Task objective:
Retype exactly the lines that run from the line with "background and record the coordinates." to the final line of the entries, keeping both ends and nothing else.

Source records:

+++++

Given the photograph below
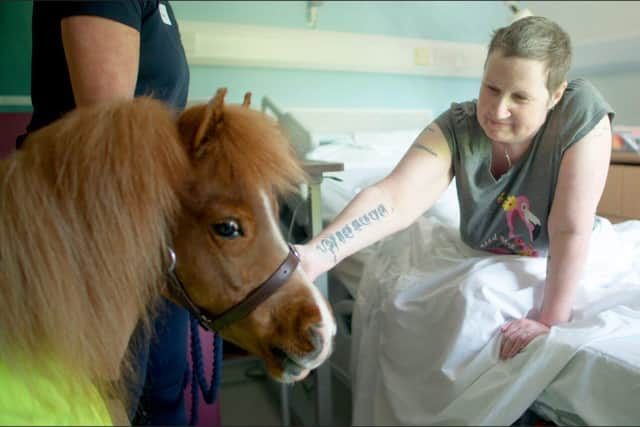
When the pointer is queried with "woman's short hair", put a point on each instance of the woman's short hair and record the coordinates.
(539, 38)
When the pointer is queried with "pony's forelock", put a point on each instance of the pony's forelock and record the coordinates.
(252, 142)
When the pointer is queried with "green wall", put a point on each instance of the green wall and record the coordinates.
(15, 51)
(462, 21)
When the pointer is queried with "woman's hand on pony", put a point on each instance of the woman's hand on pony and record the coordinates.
(517, 334)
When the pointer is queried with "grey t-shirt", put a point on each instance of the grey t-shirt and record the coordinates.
(509, 215)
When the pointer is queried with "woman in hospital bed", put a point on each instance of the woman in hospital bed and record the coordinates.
(445, 329)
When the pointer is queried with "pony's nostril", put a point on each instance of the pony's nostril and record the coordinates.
(278, 353)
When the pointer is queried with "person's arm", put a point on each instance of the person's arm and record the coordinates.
(102, 56)
(581, 181)
(583, 174)
(388, 206)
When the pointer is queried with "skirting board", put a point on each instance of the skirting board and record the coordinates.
(213, 43)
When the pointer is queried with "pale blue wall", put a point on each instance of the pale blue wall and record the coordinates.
(464, 21)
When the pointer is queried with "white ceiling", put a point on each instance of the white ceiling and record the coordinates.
(588, 22)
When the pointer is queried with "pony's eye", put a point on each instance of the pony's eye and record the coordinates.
(228, 229)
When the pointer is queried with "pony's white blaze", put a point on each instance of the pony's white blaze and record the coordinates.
(327, 327)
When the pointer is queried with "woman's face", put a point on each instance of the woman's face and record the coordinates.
(514, 100)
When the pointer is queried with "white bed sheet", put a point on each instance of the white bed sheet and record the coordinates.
(599, 385)
(425, 291)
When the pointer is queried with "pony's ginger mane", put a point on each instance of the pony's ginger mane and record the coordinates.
(86, 209)
(248, 149)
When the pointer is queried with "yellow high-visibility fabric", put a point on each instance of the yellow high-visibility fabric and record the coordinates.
(42, 401)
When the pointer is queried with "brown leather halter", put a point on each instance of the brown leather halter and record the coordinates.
(242, 308)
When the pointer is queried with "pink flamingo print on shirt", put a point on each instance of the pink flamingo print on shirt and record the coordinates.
(519, 205)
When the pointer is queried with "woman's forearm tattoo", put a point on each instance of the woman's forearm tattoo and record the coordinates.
(425, 148)
(333, 242)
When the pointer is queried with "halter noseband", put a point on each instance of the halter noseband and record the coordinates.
(244, 307)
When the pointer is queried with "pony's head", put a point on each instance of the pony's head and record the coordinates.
(228, 241)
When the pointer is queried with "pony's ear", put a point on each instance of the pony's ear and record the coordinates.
(211, 122)
(247, 100)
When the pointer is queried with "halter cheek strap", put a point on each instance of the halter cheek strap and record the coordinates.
(244, 307)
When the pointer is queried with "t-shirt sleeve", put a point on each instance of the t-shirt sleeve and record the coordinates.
(445, 122)
(128, 12)
(581, 108)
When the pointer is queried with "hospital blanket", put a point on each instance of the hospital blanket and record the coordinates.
(427, 316)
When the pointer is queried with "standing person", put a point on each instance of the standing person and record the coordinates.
(87, 52)
(523, 146)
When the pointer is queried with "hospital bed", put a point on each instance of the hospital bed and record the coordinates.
(600, 384)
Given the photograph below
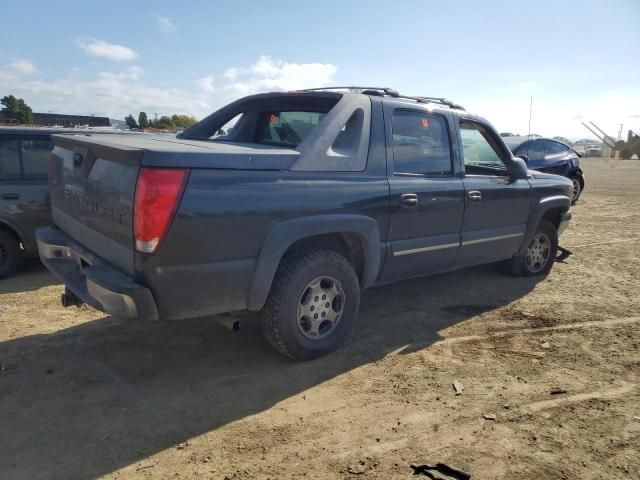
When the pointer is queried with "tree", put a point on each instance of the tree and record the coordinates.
(164, 123)
(183, 121)
(143, 120)
(131, 122)
(17, 108)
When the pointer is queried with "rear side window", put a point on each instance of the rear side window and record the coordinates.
(554, 148)
(35, 156)
(420, 143)
(9, 160)
(287, 129)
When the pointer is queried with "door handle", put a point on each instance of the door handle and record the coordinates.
(474, 196)
(409, 199)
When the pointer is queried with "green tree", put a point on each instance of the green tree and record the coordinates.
(143, 120)
(17, 108)
(182, 121)
(131, 122)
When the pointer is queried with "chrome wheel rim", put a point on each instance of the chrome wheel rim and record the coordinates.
(538, 253)
(576, 189)
(320, 307)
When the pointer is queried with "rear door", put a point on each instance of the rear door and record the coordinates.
(92, 188)
(427, 198)
(24, 201)
(497, 206)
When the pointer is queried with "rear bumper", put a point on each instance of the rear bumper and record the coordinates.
(92, 279)
(565, 218)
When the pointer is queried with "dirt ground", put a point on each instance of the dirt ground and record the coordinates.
(84, 395)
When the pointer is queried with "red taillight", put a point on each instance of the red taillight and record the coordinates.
(157, 194)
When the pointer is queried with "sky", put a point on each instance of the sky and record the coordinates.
(579, 60)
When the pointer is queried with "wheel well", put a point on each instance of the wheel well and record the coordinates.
(347, 244)
(553, 215)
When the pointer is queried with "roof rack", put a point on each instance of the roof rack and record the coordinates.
(382, 91)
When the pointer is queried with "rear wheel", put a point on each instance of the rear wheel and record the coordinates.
(539, 255)
(312, 304)
(9, 254)
(577, 188)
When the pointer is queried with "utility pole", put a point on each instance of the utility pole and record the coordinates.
(530, 109)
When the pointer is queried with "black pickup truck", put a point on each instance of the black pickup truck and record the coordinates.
(291, 204)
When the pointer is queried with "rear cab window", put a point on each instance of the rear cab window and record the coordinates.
(35, 158)
(286, 128)
(421, 143)
(24, 159)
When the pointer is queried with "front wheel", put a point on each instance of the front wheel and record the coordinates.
(540, 254)
(10, 254)
(312, 304)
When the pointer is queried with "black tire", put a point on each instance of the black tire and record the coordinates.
(10, 254)
(523, 265)
(281, 325)
(578, 186)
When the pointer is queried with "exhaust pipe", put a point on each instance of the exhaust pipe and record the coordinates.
(70, 299)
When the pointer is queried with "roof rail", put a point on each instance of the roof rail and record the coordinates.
(382, 91)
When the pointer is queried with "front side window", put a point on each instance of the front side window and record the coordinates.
(287, 129)
(554, 148)
(9, 160)
(481, 154)
(35, 157)
(420, 143)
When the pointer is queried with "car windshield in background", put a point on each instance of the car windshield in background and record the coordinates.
(287, 129)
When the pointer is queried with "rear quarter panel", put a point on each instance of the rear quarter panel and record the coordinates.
(208, 259)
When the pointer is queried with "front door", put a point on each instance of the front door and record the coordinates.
(497, 206)
(427, 198)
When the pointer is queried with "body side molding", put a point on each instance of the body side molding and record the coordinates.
(284, 234)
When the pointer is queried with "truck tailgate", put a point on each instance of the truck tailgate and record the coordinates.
(92, 186)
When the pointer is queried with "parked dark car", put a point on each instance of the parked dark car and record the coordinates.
(310, 198)
(24, 197)
(550, 156)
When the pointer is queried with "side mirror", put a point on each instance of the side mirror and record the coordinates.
(518, 169)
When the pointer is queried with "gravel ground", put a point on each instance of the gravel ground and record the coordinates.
(557, 362)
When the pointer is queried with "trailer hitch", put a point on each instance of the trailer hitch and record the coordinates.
(564, 254)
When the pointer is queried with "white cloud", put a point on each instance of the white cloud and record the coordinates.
(111, 51)
(165, 24)
(551, 117)
(17, 68)
(206, 83)
(128, 90)
(268, 74)
(231, 73)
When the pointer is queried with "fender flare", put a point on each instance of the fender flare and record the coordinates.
(543, 206)
(284, 234)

+++++

Full output:
When the pointer is queried with "car windshield in background", put a point on each instance of the car windshield in background and record the coordinates.
(287, 129)
When the pointer is queried with "rear quarter panel", put a point on each instance of the rear quarter panel and record the coordinates.
(208, 259)
When the pointer is queried with "front door", put a point on each instance of the front door and record the coordinates.
(497, 206)
(427, 198)
When the pointer is queried with "body side molding", put a point on each instance of the body side molding and record the coordinates.
(284, 234)
When the pointer is queried with "truck tailgate", put a point on each instance of the truck tailgate and record the coordinates.
(92, 186)
When the pointer is queried with "parked dark car", put a point on each instance of the parked dark car and record the coordinates.
(310, 198)
(24, 197)
(550, 156)
When the pointer is queried with "side mirror", put a point on each instance of the side mirror and record the coordinates.
(518, 169)
When the pointer is queried with "gravel ground", put a point on each instance of the gravel ground and record the coordinates.
(557, 362)
When the pointer is queried with "trailer hitch", put a point on each instance of the trailer hitch and record the coordinates.
(564, 254)
When the pointer is queried with "white cloud", put a point on each instance of the white cloud and record the coordinates.
(111, 51)
(165, 24)
(551, 117)
(17, 68)
(206, 83)
(128, 90)
(268, 74)
(231, 73)
When the pointer is queried with "fender flare", put a point on each instance of the fender flare and record the coordinates.
(543, 206)
(284, 234)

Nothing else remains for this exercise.